Stored data
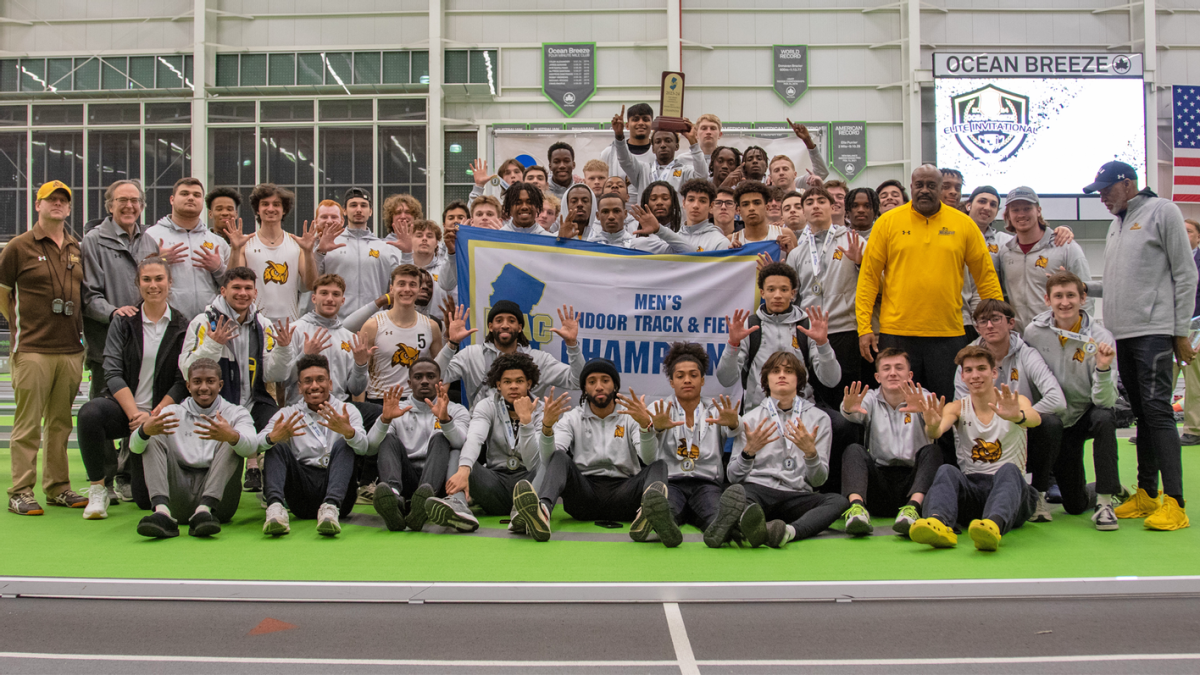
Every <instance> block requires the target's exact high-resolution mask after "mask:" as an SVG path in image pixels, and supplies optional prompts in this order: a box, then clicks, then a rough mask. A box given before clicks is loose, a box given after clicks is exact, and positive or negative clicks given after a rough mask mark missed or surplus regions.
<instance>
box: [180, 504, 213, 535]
mask: <svg viewBox="0 0 1200 675" xmlns="http://www.w3.org/2000/svg"><path fill="white" fill-rule="evenodd" d="M220 533H221V522H218V521H217V516H215V515H212V513H211V512H208V510H197V512H196V513H193V514H192V518H191V519H190V520H188V521H187V534H188V536H190V537H211V536H214V534H220Z"/></svg>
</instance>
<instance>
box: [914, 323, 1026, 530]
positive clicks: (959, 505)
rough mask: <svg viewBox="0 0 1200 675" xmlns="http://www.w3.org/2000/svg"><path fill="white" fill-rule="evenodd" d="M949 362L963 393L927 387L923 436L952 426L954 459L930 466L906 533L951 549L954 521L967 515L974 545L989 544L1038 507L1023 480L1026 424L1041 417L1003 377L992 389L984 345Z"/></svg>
mask: <svg viewBox="0 0 1200 675" xmlns="http://www.w3.org/2000/svg"><path fill="white" fill-rule="evenodd" d="M985 301H986V300H985ZM954 363H955V364H956V365H958V366H959V369H961V371H962V381H964V382H966V386H967V389H968V392H970V394H968V395H967V396H964V398H962V399H959V400H956V401H953V402H950V404H947V402H946V399H937V398H936V396H935V395H934V394H930V395H929V396H928V398H926V399H924V400H923V402H922V416H923V417H924V418H925V432H926V434H929V437H930V438H934V440H936V438H940V437H941V436H942V434H946V432H947V431H949V430H950V429H952V428H953V429H954V431H955V437H956V443H955V447H956V448H958V455H959V465H958V466H953V465H949V464H943V465H942V466H941V467H940V468H938V470H937V476H936V477H935V478H934V484H932V485H931V486H930V488H929V492H928V494H926V495H925V503H924V506H923V508H922V515H924V518H922V519H920V520H918V521H917V522H913V525H912V527H911V528H908V538H911V539H912V540H913V542H917V543H918V544H929V545H931V546H934V548H935V549H944V548H950V546H954V545H956V544H958V543H959V538H958V536H956V534H955V533H954V527H955V526H958V525H961V524H964V522H970V526H968V528H967V532H968V533H970V534H971V539H972V540H973V542H974V545H976V548H977V549H979V550H980V551H994V550H996V549H997V548H1000V538H1001V536H1003V534H1006V533H1007V532H1009V531H1010V530H1013V528H1014V527H1020V526H1021V525H1022V524H1025V521H1026V520H1028V519H1030V518H1031V516H1032V515H1033V510H1034V508H1037V503H1038V491H1037V490H1036V489H1034V488H1033V486H1032V485H1030V484H1027V483H1026V482H1025V472H1024V467H1025V430H1026V429H1030V428H1034V426H1037V425H1038V424H1039V423H1040V422H1042V416H1040V414H1039V413H1038V411H1037V408H1034V407H1033V404H1031V402H1030V400H1028V399H1027V398H1025V396H1024V395H1021V394H1018V393H1016V392H1014V390H1009V388H1008V384H1002V386H1001V387H1000V389H997V388H996V386H995V381H996V376H997V369H996V357H995V356H992V353H991V351H989V350H988V348H986V347H980V346H979V345H967V346H966V347H962V350H961V351H959V353H958V356H955V357H954Z"/></svg>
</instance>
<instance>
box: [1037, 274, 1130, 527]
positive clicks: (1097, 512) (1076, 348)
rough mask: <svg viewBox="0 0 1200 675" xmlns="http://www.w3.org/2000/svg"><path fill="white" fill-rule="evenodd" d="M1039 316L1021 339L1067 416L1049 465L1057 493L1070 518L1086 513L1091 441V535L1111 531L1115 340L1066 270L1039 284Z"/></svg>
mask: <svg viewBox="0 0 1200 675" xmlns="http://www.w3.org/2000/svg"><path fill="white" fill-rule="evenodd" d="M1045 288H1046V292H1045V304H1046V305H1049V306H1050V310H1049V311H1045V312H1042V313H1039V315H1038V316H1036V317H1034V318H1033V321H1031V322H1030V324H1028V325H1027V327H1026V328H1025V341H1026V342H1028V344H1030V346H1031V347H1033V348H1034V350H1037V351H1038V353H1039V354H1042V358H1043V359H1044V360H1045V363H1046V366H1049V368H1050V372H1051V374H1054V377H1055V380H1057V381H1058V386H1060V387H1062V394H1063V398H1064V399H1066V401H1067V411H1066V412H1064V413H1063V414H1062V425H1063V430H1062V446H1061V447H1060V450H1058V459H1057V460H1056V461H1055V465H1054V476H1055V479H1056V480H1057V482H1058V489H1060V490H1062V506H1063V508H1064V509H1066V510H1067V513H1069V514H1073V515H1074V514H1079V513H1084V510H1086V509H1087V507H1088V501H1090V500H1088V495H1087V485H1086V483H1087V479H1086V478H1085V474H1084V442H1085V441H1087V440H1088V438H1091V440H1092V462H1093V465H1094V467H1096V492H1097V495H1096V512H1094V513H1093V514H1092V522H1094V524H1096V528H1097V530H1102V531H1105V530H1108V531H1111V530H1117V528H1118V527H1120V524H1118V522H1117V518H1121V515H1122V513H1121V512H1120V509H1117V510H1116V512H1114V503H1112V502H1114V496H1116V497H1117V503H1120V500H1121V496H1122V495H1123V492H1124V489H1123V488H1122V486H1121V476H1120V472H1118V470H1117V428H1116V420H1115V418H1114V413H1112V405H1114V404H1116V400H1117V378H1116V372H1115V371H1114V368H1112V366H1114V360H1115V359H1116V346H1115V345H1116V341H1115V340H1114V339H1112V334H1111V333H1109V331H1108V330H1105V329H1104V327H1102V325H1100V324H1099V322H1097V321H1096V319H1093V318H1092V316H1091V315H1090V313H1087V311H1086V310H1085V309H1084V305H1085V303H1086V301H1087V292H1086V291H1085V286H1084V282H1082V280H1080V279H1079V277H1078V276H1075V275H1074V274H1072V273H1069V271H1058V273H1055V274H1052V275H1051V276H1050V279H1048V280H1046V283H1045Z"/></svg>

Task directions - Output the data exactly as it is, with the pictures dropped.

Written reply -
Every <instance> block requires the target's exact high-resolution mask after "mask:" as an SVG path in image pixels, and supplies optional prompts in this order: a box, then clicks, then a rough mask. A box given before clicks is loose, a box given after clicks is exact, and positive or negative clicks given after a rough mask mark missed or surplus regions.
<instance>
box: [180, 504, 213, 535]
mask: <svg viewBox="0 0 1200 675" xmlns="http://www.w3.org/2000/svg"><path fill="white" fill-rule="evenodd" d="M220 533H221V522H218V521H217V516H215V515H212V513H211V512H208V510H197V512H196V513H193V514H192V518H191V519H190V520H188V521H187V534H188V536H190V537H211V536H214V534H220Z"/></svg>
</instance>
<instance>
box: [914, 323, 1026, 530]
positive clicks: (959, 505)
rough mask: <svg viewBox="0 0 1200 675" xmlns="http://www.w3.org/2000/svg"><path fill="white" fill-rule="evenodd" d="M949 362L963 393L927 387L923 436L952 426L954 459L930 466L906 533L951 549L954 521L967 515L974 545L989 544L1038 507L1023 480L1026 424L1041 417L1003 377L992 389L984 345Z"/></svg>
mask: <svg viewBox="0 0 1200 675" xmlns="http://www.w3.org/2000/svg"><path fill="white" fill-rule="evenodd" d="M985 301H986V300H985ZM954 363H955V364H956V365H958V366H959V369H961V371H962V381H964V382H966V386H967V389H968V392H970V394H968V395H967V396H964V398H962V399H959V400H956V401H953V402H950V404H947V402H946V399H937V398H936V396H935V395H934V394H930V395H929V396H928V398H926V399H924V400H923V402H922V416H923V417H924V418H925V432H926V434H929V437H930V438H934V440H936V438H940V437H941V436H942V434H946V432H947V431H949V430H950V429H952V428H953V429H954V431H955V437H956V443H955V447H956V448H958V455H959V465H958V466H953V465H949V464H943V465H942V466H941V467H940V468H938V470H937V476H936V477H935V478H934V484H932V485H931V486H930V488H929V492H928V494H926V495H925V503H924V506H923V508H922V515H924V518H922V519H920V520H918V521H917V522H913V525H912V527H911V528H908V538H911V539H912V540H913V542H917V543H918V544H929V545H931V546H934V548H935V549H944V548H950V546H954V545H956V544H958V543H959V538H958V536H956V534H955V533H954V527H955V526H958V525H961V524H964V522H970V526H968V528H967V532H968V533H970V534H971V539H972V540H973V542H974V545H976V548H977V549H979V550H980V551H994V550H996V549H997V548H1000V538H1001V536H1003V534H1006V533H1007V532H1009V531H1010V530H1013V528H1014V527H1020V526H1021V525H1022V524H1025V521H1026V520H1028V519H1030V518H1031V516H1032V515H1033V510H1034V508H1037V503H1038V491H1037V490H1036V489H1034V488H1033V486H1032V485H1030V484H1027V483H1026V482H1025V472H1024V467H1025V430H1026V429H1030V428H1034V426H1037V425H1038V424H1039V423H1040V422H1042V416H1040V414H1039V413H1038V411H1037V408H1034V407H1033V404H1031V402H1030V400H1028V399H1027V398H1025V396H1024V395H1021V394H1018V393H1016V392H1014V390H1009V388H1008V384H1002V386H1001V387H1000V389H997V388H996V386H995V381H996V376H997V369H996V357H995V356H992V353H991V351H989V350H988V348H986V347H980V346H979V345H967V346H966V347H962V350H961V351H959V353H958V356H955V357H954Z"/></svg>
</instance>
<instance>
box: [1037, 274, 1130, 527]
positive clicks: (1097, 512) (1076, 348)
rough mask: <svg viewBox="0 0 1200 675" xmlns="http://www.w3.org/2000/svg"><path fill="white" fill-rule="evenodd" d="M1039 316L1021 339L1067 416L1049 465L1057 493L1070 518L1086 513L1091 441V535L1111 531L1115 340L1066 270L1039 284Z"/></svg>
mask: <svg viewBox="0 0 1200 675" xmlns="http://www.w3.org/2000/svg"><path fill="white" fill-rule="evenodd" d="M1045 288H1046V292H1045V304H1046V305H1049V306H1050V310H1049V311H1045V312H1042V313H1039V315H1038V316H1036V317H1034V318H1033V321H1031V322H1030V324H1028V325H1027V327H1026V328H1025V341H1026V342H1028V344H1030V346H1031V347H1033V348H1034V350H1037V351H1038V353H1039V354H1042V358H1043V359H1044V360H1045V363H1046V366H1049V368H1050V372H1051V374H1054V377H1055V380H1057V381H1058V386H1060V387H1062V394H1063V398H1064V399H1066V401H1067V411H1066V412H1064V413H1063V414H1062V425H1063V430H1062V446H1061V447H1060V450H1058V459H1057V460H1056V461H1055V465H1054V476H1055V479H1056V480H1057V482H1058V489H1060V490H1062V506H1063V508H1064V509H1066V510H1067V513H1069V514H1073V515H1074V514H1079V513H1084V510H1086V509H1087V507H1088V501H1090V500H1088V495H1087V485H1086V483H1087V479H1086V478H1085V474H1084V442H1085V441H1087V440H1088V438H1091V440H1092V462H1093V465H1094V467H1096V492H1097V495H1096V512H1094V513H1093V514H1092V522H1094V524H1096V528H1097V530H1102V531H1105V530H1108V531H1111V530H1117V528H1118V527H1120V524H1118V522H1117V518H1121V515H1122V513H1121V512H1120V509H1117V510H1116V512H1114V503H1112V502H1114V496H1116V497H1117V503H1120V500H1121V496H1122V495H1123V492H1124V489H1123V488H1122V486H1121V476H1120V472H1118V470H1117V428H1116V420H1115V418H1114V413H1112V405H1114V404H1116V400H1117V378H1116V372H1115V371H1114V368H1112V366H1114V360H1115V359H1116V346H1115V345H1116V341H1115V340H1114V339H1112V334H1111V333H1109V331H1108V330H1105V329H1104V327H1102V325H1100V324H1099V322H1097V321H1096V319H1093V318H1092V316H1091V315H1090V313H1087V311H1086V310H1085V309H1084V305H1085V303H1086V301H1087V292H1086V291H1085V286H1084V282H1082V280H1080V279H1079V277H1078V276H1075V275H1074V274H1072V273H1069V271H1058V273H1055V274H1052V275H1051V276H1050V279H1048V280H1046V283H1045Z"/></svg>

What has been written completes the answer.